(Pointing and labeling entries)
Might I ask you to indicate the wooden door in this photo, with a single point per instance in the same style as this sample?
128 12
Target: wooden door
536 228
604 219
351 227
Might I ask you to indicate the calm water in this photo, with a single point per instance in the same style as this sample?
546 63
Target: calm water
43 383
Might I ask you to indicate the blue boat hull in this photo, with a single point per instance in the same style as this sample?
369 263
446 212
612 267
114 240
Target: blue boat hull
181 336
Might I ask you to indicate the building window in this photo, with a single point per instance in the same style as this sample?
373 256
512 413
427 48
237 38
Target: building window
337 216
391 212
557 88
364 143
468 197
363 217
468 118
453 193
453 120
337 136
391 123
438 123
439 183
--
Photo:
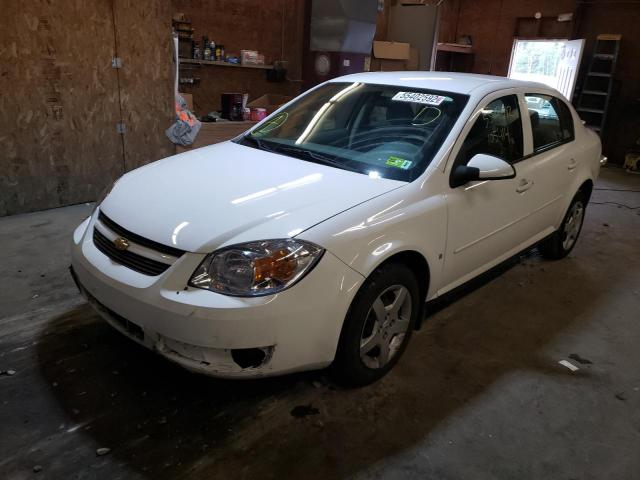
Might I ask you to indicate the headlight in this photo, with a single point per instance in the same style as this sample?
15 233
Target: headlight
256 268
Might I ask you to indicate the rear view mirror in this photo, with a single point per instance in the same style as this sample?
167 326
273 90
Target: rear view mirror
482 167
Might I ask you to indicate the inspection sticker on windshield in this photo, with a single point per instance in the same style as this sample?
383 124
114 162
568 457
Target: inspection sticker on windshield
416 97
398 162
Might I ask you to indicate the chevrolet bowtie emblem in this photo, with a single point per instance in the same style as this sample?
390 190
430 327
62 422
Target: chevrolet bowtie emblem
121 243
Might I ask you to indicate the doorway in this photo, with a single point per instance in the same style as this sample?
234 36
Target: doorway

What is required ▸ Repeat the rows above word for word, starting with the line that contains "Might I ask you to indicate the doorway" and ending with the line that contains "Target: doorway", both included.

In response ▸
Might I ask you to indicate the doorway in this photo, with a single point per instance in the same style as this sample?
234 36
Target: doorway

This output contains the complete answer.